▶ [To do] Arrange the records below, from the line containing "Where can the white cloth" through the last line of the records, as a JSON list of strings, one string per line, with blank lines omitted.

--------------------

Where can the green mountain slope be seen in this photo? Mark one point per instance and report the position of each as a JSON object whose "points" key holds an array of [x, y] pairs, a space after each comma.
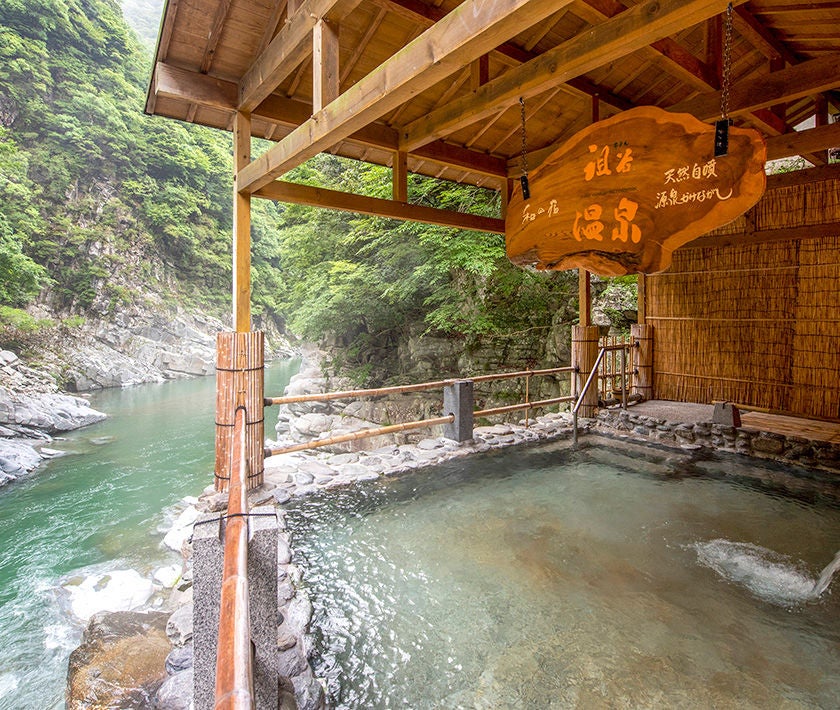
{"points": [[103, 207]]}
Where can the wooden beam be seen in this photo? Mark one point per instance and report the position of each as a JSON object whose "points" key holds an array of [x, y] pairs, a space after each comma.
{"points": [[470, 30], [805, 79], [241, 227], [199, 89], [215, 35], [760, 37], [390, 209], [811, 140], [287, 50], [324, 64], [605, 43], [271, 26], [399, 175], [418, 11]]}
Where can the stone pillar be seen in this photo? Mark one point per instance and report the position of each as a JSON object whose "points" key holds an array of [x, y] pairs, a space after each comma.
{"points": [[642, 359], [584, 355], [263, 530], [208, 558], [208, 553], [239, 382], [458, 400]]}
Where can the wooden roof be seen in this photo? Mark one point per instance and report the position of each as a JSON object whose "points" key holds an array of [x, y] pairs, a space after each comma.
{"points": [[440, 80]]}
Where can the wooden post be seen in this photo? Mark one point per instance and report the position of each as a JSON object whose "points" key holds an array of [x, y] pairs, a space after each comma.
{"points": [[584, 298], [399, 176], [641, 298], [821, 118], [239, 381], [241, 226], [479, 72], [584, 355], [325, 74], [642, 354]]}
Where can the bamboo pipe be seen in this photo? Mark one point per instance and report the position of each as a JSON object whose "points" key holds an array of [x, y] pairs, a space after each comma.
{"points": [[234, 669]]}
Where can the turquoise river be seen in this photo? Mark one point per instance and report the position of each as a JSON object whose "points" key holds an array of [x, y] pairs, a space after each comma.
{"points": [[103, 506]]}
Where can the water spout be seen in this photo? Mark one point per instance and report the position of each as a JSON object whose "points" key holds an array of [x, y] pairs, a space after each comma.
{"points": [[825, 578]]}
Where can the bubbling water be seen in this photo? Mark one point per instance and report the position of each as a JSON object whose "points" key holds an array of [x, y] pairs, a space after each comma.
{"points": [[767, 574]]}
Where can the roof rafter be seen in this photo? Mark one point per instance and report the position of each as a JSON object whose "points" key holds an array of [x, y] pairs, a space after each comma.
{"points": [[420, 12], [604, 43], [394, 209], [291, 46], [750, 95], [202, 90], [470, 30]]}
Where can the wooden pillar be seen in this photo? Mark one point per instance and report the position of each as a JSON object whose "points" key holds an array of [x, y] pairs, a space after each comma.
{"points": [[641, 336], [325, 75], [399, 176], [584, 298], [241, 227], [641, 298], [239, 382], [584, 355]]}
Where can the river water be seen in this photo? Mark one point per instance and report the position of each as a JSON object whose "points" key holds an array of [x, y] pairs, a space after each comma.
{"points": [[101, 507]]}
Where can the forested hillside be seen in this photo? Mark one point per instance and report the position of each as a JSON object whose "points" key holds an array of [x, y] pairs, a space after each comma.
{"points": [[103, 207]]}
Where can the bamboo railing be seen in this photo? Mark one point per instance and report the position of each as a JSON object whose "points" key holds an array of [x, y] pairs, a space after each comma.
{"points": [[234, 667], [406, 426]]}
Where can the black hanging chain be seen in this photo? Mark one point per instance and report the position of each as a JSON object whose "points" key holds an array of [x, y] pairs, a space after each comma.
{"points": [[526, 191], [726, 79], [722, 126]]}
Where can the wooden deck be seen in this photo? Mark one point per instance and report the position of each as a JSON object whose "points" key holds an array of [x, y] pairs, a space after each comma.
{"points": [[812, 429]]}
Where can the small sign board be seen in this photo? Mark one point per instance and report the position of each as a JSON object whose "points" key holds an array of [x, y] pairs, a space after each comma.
{"points": [[621, 195]]}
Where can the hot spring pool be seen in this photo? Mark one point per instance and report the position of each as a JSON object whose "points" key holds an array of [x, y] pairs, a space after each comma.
{"points": [[592, 577]]}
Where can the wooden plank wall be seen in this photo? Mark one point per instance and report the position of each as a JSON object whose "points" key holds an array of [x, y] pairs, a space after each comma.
{"points": [[756, 324]]}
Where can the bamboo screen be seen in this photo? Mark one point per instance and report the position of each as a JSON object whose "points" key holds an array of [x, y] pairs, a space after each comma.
{"points": [[756, 324]]}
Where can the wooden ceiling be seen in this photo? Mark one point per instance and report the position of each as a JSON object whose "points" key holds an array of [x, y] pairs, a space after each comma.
{"points": [[435, 84]]}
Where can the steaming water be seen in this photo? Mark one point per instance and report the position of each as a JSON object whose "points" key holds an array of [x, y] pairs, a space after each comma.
{"points": [[100, 509], [552, 578]]}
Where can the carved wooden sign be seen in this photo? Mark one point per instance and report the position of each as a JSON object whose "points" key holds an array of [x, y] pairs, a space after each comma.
{"points": [[623, 194]]}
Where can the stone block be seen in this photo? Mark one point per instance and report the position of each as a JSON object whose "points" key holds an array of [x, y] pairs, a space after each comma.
{"points": [[458, 400], [726, 413]]}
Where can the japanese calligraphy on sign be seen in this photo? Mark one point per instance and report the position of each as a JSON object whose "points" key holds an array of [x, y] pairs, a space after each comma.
{"points": [[623, 194]]}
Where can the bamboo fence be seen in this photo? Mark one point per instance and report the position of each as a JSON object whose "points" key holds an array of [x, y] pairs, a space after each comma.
{"points": [[757, 324]]}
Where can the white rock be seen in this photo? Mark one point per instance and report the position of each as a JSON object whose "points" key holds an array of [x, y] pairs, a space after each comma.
{"points": [[119, 590], [167, 576], [181, 529]]}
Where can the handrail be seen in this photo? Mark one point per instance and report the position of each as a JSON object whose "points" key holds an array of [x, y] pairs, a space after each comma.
{"points": [[524, 405], [382, 391], [234, 665], [361, 434]]}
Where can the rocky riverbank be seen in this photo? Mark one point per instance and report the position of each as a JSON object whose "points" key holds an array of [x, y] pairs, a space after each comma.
{"points": [[32, 411], [133, 347]]}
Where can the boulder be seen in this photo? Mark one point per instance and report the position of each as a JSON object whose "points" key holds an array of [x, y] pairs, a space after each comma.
{"points": [[120, 662], [176, 693]]}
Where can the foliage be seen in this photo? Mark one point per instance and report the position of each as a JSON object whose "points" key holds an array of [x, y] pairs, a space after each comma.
{"points": [[98, 201], [364, 279]]}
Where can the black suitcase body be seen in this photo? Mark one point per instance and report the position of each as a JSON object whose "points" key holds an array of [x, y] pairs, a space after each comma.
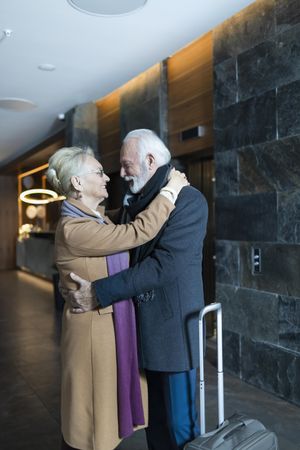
{"points": [[238, 432]]}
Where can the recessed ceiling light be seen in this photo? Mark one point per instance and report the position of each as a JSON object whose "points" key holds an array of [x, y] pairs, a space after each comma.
{"points": [[107, 7], [47, 67], [17, 104], [4, 34]]}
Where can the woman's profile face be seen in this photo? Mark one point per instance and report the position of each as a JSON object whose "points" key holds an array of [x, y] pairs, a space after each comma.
{"points": [[93, 179]]}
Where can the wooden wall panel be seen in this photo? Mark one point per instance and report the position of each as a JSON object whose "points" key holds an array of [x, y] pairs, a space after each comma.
{"points": [[8, 221], [190, 95], [109, 131]]}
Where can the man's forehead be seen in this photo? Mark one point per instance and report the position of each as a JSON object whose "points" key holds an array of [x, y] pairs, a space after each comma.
{"points": [[129, 151]]}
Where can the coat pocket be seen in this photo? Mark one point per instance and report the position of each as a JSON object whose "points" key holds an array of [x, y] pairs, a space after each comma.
{"points": [[165, 304]]}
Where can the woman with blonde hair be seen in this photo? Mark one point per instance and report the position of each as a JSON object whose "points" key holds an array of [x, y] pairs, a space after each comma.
{"points": [[103, 397]]}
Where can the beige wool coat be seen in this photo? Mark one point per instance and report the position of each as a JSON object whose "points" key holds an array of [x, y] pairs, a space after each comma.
{"points": [[89, 411]]}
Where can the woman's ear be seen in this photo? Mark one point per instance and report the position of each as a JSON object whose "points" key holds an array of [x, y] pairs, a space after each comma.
{"points": [[76, 183]]}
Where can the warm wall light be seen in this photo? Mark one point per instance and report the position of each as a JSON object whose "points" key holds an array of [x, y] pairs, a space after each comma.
{"points": [[25, 196]]}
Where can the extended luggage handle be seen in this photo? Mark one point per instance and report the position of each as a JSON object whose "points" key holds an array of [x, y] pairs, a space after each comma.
{"points": [[210, 308]]}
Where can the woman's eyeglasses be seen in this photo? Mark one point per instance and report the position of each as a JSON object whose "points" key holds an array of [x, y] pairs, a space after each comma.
{"points": [[99, 172]]}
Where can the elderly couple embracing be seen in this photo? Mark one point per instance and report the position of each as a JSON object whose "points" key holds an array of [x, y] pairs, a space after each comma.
{"points": [[132, 280]]}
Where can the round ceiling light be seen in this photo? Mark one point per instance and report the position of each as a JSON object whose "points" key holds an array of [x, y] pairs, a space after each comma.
{"points": [[107, 7], [47, 67], [17, 104]]}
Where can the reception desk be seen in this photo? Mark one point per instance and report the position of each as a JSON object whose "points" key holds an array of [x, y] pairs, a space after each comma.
{"points": [[35, 254]]}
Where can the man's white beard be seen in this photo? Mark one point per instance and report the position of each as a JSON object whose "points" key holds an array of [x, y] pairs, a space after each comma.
{"points": [[138, 182]]}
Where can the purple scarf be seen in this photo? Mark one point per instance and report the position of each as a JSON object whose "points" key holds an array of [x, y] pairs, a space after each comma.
{"points": [[130, 407]]}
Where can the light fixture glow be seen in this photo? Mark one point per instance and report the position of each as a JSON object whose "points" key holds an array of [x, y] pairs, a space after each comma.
{"points": [[25, 196], [46, 67], [107, 7]]}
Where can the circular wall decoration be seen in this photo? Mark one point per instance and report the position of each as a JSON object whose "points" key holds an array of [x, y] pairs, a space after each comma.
{"points": [[26, 196], [28, 181]]}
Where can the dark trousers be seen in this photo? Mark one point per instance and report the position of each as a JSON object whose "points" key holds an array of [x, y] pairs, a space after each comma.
{"points": [[173, 419]]}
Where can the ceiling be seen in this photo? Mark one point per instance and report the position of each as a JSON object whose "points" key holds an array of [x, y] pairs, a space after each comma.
{"points": [[92, 56]]}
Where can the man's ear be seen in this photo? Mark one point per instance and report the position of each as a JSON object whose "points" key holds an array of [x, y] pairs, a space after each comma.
{"points": [[151, 162], [76, 183]]}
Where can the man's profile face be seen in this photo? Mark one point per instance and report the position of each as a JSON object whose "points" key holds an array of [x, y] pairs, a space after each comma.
{"points": [[133, 169]]}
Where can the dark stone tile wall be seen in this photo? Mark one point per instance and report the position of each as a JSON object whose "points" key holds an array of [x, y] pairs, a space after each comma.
{"points": [[257, 159], [244, 123], [246, 29], [144, 105], [247, 218]]}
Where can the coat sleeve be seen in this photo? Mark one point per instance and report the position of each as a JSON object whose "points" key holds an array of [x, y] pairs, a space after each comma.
{"points": [[86, 237], [187, 224]]}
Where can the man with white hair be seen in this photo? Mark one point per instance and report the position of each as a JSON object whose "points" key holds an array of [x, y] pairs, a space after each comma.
{"points": [[165, 281]]}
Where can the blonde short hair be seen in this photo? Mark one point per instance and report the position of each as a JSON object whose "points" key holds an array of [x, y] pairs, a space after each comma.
{"points": [[65, 163]]}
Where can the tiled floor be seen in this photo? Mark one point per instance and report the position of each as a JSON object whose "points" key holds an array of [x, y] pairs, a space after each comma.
{"points": [[29, 376]]}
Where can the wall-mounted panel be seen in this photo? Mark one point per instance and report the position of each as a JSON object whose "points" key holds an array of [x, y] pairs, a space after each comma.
{"points": [[190, 96], [109, 137]]}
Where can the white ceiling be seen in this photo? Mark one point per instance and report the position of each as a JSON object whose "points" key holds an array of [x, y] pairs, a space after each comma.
{"points": [[93, 55]]}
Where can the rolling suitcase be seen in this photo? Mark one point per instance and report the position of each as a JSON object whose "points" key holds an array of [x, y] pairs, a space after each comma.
{"points": [[238, 432]]}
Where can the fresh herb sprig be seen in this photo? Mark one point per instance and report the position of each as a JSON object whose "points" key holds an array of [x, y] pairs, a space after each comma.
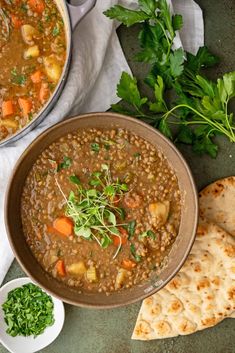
{"points": [[93, 210], [201, 109], [28, 311]]}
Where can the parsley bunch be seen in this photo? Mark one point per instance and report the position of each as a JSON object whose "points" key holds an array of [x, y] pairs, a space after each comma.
{"points": [[200, 110]]}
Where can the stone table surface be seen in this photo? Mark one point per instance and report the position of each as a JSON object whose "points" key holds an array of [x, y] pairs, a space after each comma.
{"points": [[109, 331]]}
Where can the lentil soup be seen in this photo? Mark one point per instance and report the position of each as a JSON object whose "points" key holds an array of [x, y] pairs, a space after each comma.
{"points": [[32, 57], [101, 209]]}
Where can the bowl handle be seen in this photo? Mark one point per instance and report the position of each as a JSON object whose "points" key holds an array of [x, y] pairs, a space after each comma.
{"points": [[78, 9]]}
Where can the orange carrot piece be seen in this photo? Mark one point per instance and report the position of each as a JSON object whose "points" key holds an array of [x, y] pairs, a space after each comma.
{"points": [[60, 268], [17, 23], [37, 5], [7, 108], [133, 201], [36, 77], [43, 93], [63, 225], [128, 264], [115, 200], [25, 106]]}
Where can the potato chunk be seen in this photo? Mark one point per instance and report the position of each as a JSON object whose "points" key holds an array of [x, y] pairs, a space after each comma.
{"points": [[8, 123], [91, 274], [77, 268], [159, 211], [31, 52], [28, 33], [121, 276], [52, 68]]}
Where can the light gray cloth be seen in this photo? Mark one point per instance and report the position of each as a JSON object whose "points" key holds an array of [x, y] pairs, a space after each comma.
{"points": [[96, 67]]}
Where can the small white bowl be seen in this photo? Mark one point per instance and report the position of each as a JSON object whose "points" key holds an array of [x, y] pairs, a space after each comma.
{"points": [[21, 344]]}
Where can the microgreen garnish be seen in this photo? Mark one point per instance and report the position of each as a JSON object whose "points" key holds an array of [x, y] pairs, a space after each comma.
{"points": [[16, 78], [133, 253], [131, 228], [95, 147], [201, 108], [93, 211], [67, 162], [27, 311], [56, 30], [148, 233], [74, 179]]}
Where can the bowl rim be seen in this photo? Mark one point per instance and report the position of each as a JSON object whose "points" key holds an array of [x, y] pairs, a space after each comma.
{"points": [[19, 282], [161, 136]]}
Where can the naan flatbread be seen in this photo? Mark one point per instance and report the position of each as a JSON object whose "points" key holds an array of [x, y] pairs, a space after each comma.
{"points": [[217, 203], [199, 296]]}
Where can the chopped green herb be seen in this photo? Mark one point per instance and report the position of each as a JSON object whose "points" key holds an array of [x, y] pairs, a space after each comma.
{"points": [[133, 253], [95, 147], [28, 311], [122, 213], [148, 233], [107, 147], [67, 162], [56, 30], [201, 109], [40, 27], [131, 228]]}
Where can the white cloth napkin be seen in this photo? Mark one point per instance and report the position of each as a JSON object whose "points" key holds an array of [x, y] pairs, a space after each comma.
{"points": [[96, 67]]}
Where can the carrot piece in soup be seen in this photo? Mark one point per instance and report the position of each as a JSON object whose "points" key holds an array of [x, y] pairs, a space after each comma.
{"points": [[60, 268], [7, 108], [37, 5], [44, 92], [63, 225], [17, 23], [128, 264], [25, 106], [36, 77]]}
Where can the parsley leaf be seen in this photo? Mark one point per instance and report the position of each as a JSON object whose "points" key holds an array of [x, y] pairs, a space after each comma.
{"points": [[200, 110], [133, 253], [67, 162], [56, 30], [176, 62], [131, 228], [126, 16]]}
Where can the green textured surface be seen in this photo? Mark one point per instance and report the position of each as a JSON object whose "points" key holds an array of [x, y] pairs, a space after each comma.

--------------------

▶ [Output below]
[
  "Where can the white cloth napkin be seen in this photo? Mark one point per instance and report the position of each as a JSON object whose \"points\" key holds an array of [x, y] pairs, a space after each comma.",
  "{\"points\": [[96, 67]]}",
  "Where can the carrot piece in soup be seen in this photo? Mark one point per instance and report the position of each as a JSON object whose \"points\" key holds an array of [x, y] pairs, a space after each comma.",
  "{\"points\": [[60, 268], [7, 108], [37, 5], [44, 92], [63, 225], [17, 23], [128, 264], [25, 106], [36, 77]]}",
  "Where can the parsley leaf be seen in this photo? Mark one point per instance and report the position of each as a JSON object whose \"points\" key holds an array of [x, y] pairs, a space after each comma.",
  "{\"points\": [[200, 110], [133, 253], [67, 162], [56, 30], [176, 62], [131, 228], [126, 16]]}",
  "Where can the green textured surface be seen in this photo? Mark one point per instance and report the position of each as a JSON object whose \"points\" key holds an array of [x, y] pairs, a space after each comma."
]